[Records of labeled points]
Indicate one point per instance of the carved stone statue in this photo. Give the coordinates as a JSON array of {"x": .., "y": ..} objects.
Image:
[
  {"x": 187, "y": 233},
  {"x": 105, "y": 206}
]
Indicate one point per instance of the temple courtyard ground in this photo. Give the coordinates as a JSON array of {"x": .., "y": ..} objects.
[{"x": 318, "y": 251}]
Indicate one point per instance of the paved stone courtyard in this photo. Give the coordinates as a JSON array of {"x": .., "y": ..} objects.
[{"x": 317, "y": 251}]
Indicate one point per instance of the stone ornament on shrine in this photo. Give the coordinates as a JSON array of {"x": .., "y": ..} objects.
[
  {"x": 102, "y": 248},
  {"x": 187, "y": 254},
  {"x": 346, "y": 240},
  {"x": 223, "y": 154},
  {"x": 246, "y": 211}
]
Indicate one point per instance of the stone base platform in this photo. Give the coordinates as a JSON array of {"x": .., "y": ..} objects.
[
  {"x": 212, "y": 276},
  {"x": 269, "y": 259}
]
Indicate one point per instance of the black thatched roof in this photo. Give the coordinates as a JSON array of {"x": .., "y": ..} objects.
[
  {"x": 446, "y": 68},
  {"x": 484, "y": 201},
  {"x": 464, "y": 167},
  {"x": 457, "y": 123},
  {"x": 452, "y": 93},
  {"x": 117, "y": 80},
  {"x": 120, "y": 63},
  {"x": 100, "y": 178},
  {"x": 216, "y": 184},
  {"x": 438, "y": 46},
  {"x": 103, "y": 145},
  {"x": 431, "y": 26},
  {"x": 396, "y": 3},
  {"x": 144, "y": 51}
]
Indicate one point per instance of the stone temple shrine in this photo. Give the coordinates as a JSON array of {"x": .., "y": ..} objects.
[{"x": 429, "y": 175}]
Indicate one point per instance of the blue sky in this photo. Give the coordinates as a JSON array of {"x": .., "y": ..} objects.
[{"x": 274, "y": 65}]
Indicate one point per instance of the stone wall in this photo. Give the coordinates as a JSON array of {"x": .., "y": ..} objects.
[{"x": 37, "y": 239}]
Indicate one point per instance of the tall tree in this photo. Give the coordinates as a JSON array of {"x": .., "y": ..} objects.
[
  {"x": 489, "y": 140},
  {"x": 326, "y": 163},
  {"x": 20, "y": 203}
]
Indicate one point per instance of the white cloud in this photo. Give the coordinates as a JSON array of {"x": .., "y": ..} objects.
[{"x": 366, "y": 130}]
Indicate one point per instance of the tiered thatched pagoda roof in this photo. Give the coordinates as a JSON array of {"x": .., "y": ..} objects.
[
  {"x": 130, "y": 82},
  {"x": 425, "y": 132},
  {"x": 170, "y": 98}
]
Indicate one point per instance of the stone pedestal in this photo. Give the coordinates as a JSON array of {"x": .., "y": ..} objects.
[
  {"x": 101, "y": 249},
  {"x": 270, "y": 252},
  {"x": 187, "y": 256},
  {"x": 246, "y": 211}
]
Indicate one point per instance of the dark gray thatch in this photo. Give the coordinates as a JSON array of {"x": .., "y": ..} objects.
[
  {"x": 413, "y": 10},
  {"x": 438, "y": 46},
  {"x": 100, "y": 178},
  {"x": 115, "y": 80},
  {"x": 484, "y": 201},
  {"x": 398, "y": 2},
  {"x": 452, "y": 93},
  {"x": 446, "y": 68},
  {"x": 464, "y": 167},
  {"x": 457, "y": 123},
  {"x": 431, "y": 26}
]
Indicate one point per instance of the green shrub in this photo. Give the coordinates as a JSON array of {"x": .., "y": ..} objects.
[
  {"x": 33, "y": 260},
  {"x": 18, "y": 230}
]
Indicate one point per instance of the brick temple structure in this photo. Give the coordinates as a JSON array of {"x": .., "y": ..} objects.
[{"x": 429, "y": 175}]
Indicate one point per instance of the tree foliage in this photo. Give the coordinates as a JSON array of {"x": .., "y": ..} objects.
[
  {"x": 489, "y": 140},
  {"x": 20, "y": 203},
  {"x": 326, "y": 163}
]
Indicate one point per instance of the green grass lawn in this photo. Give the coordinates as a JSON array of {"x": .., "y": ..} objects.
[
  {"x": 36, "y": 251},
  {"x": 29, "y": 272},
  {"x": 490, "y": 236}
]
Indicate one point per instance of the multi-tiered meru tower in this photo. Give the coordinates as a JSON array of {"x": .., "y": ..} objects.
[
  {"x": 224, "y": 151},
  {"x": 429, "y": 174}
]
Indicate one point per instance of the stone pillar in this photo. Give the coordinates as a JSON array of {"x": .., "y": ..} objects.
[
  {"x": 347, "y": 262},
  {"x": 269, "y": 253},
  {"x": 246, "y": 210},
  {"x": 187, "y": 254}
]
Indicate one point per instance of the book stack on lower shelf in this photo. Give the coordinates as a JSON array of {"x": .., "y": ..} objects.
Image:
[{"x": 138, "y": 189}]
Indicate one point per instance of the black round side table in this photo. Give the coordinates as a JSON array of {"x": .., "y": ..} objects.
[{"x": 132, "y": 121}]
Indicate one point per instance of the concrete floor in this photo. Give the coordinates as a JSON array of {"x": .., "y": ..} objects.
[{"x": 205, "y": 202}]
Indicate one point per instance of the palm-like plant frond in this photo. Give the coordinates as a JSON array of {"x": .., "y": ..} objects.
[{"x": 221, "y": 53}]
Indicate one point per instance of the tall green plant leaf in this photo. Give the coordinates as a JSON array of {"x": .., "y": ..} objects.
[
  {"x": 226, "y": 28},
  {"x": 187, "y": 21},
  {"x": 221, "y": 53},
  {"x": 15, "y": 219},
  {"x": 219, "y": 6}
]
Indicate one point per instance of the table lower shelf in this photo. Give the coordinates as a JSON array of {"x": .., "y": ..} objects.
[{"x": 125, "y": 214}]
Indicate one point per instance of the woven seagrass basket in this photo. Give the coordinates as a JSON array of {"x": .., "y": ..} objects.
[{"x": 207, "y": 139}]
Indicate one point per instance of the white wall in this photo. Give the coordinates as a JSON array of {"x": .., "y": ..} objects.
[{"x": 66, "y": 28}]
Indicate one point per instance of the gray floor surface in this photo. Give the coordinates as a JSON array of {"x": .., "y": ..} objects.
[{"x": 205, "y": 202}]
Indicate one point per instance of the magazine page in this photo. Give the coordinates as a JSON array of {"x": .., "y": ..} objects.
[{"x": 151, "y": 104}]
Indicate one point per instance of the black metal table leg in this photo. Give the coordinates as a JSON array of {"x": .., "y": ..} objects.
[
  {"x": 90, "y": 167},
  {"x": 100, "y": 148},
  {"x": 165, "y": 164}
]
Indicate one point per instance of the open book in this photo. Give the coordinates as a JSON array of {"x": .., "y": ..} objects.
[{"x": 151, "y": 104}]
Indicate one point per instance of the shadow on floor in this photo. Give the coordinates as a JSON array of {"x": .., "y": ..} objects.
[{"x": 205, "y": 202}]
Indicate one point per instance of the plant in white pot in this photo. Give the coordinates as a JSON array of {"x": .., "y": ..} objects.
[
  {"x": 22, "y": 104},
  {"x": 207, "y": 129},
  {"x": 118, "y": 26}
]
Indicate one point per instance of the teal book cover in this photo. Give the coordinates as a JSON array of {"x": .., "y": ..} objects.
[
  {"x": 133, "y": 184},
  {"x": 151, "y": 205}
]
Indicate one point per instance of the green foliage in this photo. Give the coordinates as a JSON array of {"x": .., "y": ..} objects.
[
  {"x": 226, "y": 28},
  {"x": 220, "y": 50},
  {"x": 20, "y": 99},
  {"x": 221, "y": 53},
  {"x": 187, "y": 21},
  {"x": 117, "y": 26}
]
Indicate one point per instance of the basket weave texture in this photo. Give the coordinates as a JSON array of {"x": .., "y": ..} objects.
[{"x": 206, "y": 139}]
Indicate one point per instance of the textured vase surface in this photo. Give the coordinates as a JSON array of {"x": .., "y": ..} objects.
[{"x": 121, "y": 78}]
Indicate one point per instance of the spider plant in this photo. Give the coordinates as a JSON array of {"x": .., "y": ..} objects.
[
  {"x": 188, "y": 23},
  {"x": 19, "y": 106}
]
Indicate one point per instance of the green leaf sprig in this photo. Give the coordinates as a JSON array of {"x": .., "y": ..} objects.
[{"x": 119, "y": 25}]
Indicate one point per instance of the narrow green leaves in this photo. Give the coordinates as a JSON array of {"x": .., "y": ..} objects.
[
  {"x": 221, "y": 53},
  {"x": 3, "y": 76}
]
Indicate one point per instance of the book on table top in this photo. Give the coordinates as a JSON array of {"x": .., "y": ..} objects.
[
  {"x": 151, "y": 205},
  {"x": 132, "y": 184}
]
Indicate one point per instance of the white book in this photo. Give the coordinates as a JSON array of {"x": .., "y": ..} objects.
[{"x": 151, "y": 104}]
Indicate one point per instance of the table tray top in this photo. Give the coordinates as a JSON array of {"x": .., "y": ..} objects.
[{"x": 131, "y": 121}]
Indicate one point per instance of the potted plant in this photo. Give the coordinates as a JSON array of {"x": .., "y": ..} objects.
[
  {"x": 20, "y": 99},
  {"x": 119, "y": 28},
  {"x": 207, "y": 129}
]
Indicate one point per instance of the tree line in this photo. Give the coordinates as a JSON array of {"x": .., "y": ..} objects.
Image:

▶ **Goal of the exercise**
In the listing above, find the line containing "Indicate one point per instance of the white book" and please quote exactly that line through the last one, and no other lines.

▶ **Exercise answer**
Indicate one point per instance of the white book in this photo. Give the coordinates as a JSON array of {"x": .., "y": ..} objects.
[{"x": 151, "y": 104}]
Indicate one point per instance of the table tray top in this photo. Give the coordinates as a JSON array of {"x": .., "y": ..} objects.
[{"x": 131, "y": 121}]
Indicate one point per instance of the potted plant in this photo. Give the coordinates as a JSON array of {"x": .., "y": ..} objects.
[
  {"x": 20, "y": 99},
  {"x": 119, "y": 28},
  {"x": 207, "y": 129}
]
Indicate one point per instance of the tree line in this photo. Give the coordinates as a JSON array of {"x": .., "y": ..} objects.
Image:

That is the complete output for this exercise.